• **Work item**: Could you rework the article about sheep at wineries, reproducing it from "When he arrived" up to and including "Gate’s 150-acre property." but with "head winemaker" swapped for "chief winemaker"?

• **Document extract**:
When he arrived at Ram’s Gate Winery three years ago, Joe Nielsen found himself googling an unusual question: “Can I rent sheep?”
This may seem like a strange request for a head winemaker, but if you visit the Sonoma winery today, it all makes perfect sense. It’s spring, which means hundreds of sheep are once again frolicking, eating, baaah-ing, and pooping on Ram’s Gate’s 150-acre property.
Meet the “wooly weeders,” a roving band of sheep that helps California wineries with eco-friendly farming, landscaping, grounds maintenance, and fire protection.
In early spring, they mow, weed, and fertilize the vineyards, which saves grape-growers time and money while also reducing the operation’s environmental footprint. In early summer, sheep eat the vines’ young leaves, clearing the way for more sunlight and air to reach the grapes, which helps prevent mold and mildew while promoting even ripening and deep flavor.
They create firebreaks to help protect properties ahead of wildfire season and munch on invasive plants in fallow fields, giving native species more breathing room.
As an added benefit, the sheep also bring pure, unadulterated joy to vineyard staffers and customers.
“Year one, we were over the moon with happiness, ‘Oh my gosh, this is so fun to watch,'” said Nielsen. “Now we’re in year three, and it still feels like it’s a holiday when the sheep arrive.”
The wooly weeders belong to Don and Carolyn Watson, who split their time between California and Colorado. After his best friend died of cancer in the mid-1980s, Don Watson, now 63, re-evaluated his priorities and his life’s purpose. He quit his job as an accountant in San Francisco, and the young couple moved to Australia and New Zealand for a year, where they learned sheep husbandry.

• **Extracted entries**:
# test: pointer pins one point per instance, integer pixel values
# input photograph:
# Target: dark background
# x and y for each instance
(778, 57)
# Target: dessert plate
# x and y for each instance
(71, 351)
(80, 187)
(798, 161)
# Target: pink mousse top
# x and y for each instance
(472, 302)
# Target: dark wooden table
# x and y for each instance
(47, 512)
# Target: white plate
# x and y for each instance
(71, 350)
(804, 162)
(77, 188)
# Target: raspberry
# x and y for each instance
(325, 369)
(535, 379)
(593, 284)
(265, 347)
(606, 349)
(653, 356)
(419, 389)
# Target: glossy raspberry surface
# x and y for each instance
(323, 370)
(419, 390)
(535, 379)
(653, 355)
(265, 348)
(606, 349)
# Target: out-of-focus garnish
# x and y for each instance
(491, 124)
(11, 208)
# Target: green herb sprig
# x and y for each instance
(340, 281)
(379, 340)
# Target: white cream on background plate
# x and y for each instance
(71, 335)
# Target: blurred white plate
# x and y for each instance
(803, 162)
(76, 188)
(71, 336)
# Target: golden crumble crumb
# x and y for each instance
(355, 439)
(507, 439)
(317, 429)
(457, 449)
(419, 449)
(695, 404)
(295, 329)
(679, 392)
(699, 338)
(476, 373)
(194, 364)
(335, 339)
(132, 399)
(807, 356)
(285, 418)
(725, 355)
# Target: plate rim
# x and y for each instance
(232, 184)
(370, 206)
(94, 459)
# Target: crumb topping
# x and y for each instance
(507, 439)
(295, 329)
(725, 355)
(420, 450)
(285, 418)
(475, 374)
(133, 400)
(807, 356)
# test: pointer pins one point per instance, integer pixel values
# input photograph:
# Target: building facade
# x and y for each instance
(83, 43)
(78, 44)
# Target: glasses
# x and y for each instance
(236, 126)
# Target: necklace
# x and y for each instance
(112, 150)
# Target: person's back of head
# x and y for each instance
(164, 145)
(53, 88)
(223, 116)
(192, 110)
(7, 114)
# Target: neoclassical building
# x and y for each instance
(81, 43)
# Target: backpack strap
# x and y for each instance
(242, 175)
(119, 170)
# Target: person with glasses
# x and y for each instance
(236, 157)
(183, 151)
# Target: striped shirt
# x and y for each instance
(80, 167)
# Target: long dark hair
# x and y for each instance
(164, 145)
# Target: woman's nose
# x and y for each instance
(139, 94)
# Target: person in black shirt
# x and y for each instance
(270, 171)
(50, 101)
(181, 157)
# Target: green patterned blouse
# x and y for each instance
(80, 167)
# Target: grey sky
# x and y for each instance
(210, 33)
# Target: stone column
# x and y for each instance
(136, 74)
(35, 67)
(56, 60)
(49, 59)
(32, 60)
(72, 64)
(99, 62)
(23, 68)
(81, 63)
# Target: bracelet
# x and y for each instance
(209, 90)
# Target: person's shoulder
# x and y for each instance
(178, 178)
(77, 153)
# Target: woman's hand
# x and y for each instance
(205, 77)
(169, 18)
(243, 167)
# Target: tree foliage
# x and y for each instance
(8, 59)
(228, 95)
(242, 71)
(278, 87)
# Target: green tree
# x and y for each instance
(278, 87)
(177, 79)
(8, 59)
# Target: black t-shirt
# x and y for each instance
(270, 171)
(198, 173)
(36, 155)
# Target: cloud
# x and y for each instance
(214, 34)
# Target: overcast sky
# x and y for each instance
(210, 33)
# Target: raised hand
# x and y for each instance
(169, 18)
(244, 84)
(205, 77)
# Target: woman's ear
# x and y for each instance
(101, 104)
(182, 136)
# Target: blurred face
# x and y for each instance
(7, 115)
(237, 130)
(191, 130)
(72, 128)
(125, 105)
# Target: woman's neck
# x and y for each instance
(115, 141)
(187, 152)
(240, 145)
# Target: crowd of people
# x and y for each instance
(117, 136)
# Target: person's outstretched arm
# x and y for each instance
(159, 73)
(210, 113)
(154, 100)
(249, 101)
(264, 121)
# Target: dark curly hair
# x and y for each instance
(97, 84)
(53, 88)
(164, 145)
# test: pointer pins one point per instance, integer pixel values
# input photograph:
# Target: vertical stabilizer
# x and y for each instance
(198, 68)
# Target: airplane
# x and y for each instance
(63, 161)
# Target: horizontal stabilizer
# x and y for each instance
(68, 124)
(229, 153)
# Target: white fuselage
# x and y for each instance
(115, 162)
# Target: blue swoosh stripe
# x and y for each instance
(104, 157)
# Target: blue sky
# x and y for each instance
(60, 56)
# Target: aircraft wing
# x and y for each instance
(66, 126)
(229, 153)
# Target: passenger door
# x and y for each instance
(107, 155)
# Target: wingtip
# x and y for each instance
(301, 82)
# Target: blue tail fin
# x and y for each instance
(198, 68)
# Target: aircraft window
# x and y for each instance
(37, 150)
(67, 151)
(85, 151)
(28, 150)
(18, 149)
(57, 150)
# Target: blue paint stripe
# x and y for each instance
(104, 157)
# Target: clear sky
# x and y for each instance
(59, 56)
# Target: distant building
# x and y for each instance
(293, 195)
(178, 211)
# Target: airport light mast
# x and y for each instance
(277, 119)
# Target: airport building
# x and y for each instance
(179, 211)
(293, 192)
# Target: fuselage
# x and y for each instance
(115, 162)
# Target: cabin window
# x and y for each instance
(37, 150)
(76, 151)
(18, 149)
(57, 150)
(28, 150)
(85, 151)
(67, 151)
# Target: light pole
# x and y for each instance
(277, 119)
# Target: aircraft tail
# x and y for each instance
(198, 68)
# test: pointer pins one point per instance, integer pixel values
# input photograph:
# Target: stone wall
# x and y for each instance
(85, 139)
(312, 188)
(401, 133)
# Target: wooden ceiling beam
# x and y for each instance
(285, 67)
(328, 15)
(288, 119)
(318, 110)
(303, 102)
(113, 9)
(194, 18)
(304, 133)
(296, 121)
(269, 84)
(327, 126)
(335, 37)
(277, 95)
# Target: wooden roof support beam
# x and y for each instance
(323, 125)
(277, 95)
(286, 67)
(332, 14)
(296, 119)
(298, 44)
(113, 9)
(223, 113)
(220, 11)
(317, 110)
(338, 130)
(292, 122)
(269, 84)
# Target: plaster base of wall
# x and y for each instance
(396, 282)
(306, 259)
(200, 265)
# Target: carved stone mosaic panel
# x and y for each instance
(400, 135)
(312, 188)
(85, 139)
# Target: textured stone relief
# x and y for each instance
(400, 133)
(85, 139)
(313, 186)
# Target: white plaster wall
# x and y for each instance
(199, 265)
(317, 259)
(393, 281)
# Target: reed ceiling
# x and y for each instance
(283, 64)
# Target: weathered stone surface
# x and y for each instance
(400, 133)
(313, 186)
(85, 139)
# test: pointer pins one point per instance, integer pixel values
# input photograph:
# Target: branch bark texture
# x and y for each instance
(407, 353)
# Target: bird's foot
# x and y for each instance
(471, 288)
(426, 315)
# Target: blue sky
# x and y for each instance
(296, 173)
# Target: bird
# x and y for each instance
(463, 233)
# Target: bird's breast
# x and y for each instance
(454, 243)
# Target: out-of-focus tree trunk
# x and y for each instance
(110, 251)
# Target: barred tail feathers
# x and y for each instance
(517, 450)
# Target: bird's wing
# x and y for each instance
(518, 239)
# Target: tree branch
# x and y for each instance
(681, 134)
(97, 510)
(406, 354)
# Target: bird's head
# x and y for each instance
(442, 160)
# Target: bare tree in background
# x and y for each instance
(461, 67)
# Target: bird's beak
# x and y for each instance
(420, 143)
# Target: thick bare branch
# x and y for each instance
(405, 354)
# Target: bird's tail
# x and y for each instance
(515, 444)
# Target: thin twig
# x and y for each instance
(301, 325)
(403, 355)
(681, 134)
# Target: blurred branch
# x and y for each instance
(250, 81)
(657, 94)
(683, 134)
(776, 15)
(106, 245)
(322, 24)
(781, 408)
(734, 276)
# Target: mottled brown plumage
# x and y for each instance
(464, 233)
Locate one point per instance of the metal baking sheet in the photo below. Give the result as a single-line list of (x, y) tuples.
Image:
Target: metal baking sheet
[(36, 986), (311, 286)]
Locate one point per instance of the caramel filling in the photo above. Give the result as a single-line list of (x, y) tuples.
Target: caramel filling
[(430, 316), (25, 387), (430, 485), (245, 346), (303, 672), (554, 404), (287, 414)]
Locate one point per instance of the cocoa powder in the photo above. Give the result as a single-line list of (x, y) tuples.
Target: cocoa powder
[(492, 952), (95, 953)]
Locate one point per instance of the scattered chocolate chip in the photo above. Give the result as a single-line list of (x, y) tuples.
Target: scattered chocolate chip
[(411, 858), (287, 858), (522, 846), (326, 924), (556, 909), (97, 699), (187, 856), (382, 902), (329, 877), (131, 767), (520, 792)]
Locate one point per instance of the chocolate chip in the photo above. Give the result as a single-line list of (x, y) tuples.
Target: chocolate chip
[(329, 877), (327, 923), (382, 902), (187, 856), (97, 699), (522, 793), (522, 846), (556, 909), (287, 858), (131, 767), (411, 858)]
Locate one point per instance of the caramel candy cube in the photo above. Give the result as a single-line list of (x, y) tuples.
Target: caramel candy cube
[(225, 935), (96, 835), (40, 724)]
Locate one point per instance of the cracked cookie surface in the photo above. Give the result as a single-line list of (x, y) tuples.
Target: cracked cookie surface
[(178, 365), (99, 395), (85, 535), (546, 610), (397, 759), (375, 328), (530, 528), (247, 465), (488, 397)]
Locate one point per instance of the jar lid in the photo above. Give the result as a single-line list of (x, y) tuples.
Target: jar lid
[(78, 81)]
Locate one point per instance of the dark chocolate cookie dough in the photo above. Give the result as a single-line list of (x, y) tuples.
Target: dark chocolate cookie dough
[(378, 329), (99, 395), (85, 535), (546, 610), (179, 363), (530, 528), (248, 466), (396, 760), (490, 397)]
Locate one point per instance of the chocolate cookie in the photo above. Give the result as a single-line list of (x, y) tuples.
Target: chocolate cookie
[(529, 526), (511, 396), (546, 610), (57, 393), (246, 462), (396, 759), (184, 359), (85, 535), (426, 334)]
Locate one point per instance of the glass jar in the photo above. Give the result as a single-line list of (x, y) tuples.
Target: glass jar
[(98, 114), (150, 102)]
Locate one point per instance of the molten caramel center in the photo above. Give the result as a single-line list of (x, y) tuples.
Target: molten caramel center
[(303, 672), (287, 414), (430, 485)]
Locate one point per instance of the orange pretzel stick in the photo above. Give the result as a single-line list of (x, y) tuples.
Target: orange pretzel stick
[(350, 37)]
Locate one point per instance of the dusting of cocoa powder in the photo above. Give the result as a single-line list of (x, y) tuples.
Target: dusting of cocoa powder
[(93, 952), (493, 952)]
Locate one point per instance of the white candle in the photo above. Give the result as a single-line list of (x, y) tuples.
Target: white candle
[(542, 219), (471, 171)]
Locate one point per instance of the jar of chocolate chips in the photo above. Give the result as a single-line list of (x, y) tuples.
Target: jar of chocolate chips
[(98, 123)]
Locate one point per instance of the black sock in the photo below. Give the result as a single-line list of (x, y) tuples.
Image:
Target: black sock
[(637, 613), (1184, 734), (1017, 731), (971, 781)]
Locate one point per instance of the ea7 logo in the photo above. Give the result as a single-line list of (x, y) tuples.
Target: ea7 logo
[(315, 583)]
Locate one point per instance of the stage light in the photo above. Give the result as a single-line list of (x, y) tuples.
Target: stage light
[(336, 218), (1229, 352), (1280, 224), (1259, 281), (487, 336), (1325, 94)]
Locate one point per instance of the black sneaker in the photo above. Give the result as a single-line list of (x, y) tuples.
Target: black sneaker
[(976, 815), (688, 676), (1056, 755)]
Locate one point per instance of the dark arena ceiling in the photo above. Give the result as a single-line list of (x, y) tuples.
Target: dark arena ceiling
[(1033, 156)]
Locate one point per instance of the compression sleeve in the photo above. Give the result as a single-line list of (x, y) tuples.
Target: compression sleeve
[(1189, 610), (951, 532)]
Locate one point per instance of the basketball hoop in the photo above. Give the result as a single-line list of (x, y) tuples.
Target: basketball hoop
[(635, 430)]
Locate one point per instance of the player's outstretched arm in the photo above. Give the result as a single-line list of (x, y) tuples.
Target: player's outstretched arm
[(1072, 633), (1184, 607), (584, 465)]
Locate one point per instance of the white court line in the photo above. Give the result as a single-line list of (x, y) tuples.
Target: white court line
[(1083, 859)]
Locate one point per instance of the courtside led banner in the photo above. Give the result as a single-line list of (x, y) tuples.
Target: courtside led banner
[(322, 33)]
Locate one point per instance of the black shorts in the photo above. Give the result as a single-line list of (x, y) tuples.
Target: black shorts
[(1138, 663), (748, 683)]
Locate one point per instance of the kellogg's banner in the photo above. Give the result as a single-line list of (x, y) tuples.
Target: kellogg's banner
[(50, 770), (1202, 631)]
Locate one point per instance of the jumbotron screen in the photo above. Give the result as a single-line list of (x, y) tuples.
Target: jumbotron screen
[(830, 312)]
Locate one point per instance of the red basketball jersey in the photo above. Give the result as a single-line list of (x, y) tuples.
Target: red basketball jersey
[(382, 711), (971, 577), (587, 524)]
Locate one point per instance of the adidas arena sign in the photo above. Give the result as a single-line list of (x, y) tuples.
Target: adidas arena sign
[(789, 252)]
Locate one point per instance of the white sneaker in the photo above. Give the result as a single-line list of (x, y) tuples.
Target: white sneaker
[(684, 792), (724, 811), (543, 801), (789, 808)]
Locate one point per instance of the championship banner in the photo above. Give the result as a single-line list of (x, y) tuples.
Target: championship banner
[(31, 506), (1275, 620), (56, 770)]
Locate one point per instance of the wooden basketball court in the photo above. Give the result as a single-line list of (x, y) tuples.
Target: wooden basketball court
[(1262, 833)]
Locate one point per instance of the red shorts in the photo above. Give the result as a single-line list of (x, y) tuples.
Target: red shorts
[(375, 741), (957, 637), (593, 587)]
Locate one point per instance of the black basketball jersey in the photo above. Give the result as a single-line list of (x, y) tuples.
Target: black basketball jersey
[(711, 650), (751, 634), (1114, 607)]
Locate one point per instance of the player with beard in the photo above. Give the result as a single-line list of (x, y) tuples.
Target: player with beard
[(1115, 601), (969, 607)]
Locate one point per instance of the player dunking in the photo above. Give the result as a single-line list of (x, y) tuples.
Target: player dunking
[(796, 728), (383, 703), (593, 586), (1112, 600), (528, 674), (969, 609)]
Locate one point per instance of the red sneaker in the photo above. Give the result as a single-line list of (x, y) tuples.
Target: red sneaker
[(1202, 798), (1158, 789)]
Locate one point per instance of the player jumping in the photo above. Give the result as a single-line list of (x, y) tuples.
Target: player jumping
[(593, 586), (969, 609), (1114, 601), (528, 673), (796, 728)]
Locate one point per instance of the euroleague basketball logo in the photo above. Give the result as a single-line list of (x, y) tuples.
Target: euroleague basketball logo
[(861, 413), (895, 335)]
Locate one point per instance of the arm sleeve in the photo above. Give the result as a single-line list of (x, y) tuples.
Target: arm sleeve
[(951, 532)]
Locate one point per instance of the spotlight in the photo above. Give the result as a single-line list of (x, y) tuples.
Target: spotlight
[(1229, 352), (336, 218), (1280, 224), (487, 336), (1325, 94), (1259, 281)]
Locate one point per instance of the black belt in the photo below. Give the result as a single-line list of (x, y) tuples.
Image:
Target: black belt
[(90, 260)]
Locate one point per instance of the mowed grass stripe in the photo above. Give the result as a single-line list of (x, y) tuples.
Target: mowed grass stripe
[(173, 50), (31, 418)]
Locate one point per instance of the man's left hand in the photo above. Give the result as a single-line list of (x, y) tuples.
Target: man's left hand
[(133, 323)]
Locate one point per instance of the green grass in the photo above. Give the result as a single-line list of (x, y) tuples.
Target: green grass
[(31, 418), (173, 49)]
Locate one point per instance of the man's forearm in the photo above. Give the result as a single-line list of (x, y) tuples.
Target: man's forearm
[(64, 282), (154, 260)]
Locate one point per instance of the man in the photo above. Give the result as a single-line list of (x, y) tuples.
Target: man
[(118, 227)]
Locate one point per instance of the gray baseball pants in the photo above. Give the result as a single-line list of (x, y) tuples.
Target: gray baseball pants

• **Response to this exercise**:
When he arrived at Ram’s Gate Winery three years ago, Joe Nielsen found himself googling an unusual question: “Can I rent sheep?”
This may seem like a strange request for a chief winemaker, but if you visit the Sonoma winery today, it all makes perfect sense. It’s spring, which means hundreds of sheep are once again frolicking, eating, baaah-ing, and pooping on Ram’s Gate’s 150-acre property.